Bounding box annotation entries:
* * *

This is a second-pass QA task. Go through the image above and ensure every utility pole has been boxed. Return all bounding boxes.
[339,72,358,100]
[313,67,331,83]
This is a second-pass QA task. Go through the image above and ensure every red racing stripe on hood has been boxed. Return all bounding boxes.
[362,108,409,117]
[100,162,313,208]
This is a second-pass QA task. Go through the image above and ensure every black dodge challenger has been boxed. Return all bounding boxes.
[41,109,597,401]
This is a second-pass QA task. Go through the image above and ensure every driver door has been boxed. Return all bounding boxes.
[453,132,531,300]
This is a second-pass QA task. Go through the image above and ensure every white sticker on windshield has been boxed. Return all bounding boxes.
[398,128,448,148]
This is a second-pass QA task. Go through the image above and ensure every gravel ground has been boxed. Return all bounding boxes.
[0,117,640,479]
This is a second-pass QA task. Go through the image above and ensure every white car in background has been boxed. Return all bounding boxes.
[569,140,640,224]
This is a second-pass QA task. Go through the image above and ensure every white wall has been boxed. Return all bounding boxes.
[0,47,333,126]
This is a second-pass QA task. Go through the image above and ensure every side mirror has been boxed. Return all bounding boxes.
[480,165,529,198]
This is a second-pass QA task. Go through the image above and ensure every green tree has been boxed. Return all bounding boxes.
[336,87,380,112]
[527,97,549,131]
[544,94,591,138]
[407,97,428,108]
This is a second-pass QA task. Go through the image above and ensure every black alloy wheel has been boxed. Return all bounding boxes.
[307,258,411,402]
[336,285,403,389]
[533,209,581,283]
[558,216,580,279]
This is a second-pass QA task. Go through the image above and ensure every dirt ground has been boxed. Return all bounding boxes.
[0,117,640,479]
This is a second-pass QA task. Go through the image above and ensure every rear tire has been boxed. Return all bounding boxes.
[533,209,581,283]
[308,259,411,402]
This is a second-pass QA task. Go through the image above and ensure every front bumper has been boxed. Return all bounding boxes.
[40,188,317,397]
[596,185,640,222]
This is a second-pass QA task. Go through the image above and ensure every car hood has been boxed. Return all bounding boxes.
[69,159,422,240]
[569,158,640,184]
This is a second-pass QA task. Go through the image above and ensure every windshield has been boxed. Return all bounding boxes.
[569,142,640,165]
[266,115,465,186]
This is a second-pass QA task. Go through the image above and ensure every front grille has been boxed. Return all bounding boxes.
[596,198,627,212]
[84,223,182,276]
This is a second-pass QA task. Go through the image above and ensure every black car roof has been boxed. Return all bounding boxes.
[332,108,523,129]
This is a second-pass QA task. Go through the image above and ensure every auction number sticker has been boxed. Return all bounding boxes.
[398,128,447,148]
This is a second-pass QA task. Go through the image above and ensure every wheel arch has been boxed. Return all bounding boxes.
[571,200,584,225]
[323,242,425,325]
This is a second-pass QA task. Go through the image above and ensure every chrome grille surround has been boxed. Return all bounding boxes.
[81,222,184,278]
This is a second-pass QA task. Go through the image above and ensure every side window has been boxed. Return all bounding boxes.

* * *

● Exercise requirements:
Output the records between the line containing "arch has been boxed. Return all bounding boxes." and the line containing "[81,222,184,278]", inclusive, as a numbered list with blank lines omitted.

● Correct result:
1. This is a second-pass QA task. Go through the image above and ensure every wheel arch has been boxed. Return all bounding boxes.
2. [571,200,584,225]
3. [323,242,425,325]
4. This is a second-pass QA task. Go through the image above and ensure every chrome grille surround has been boxed. Return all bounding boxes.
5. [81,222,184,278]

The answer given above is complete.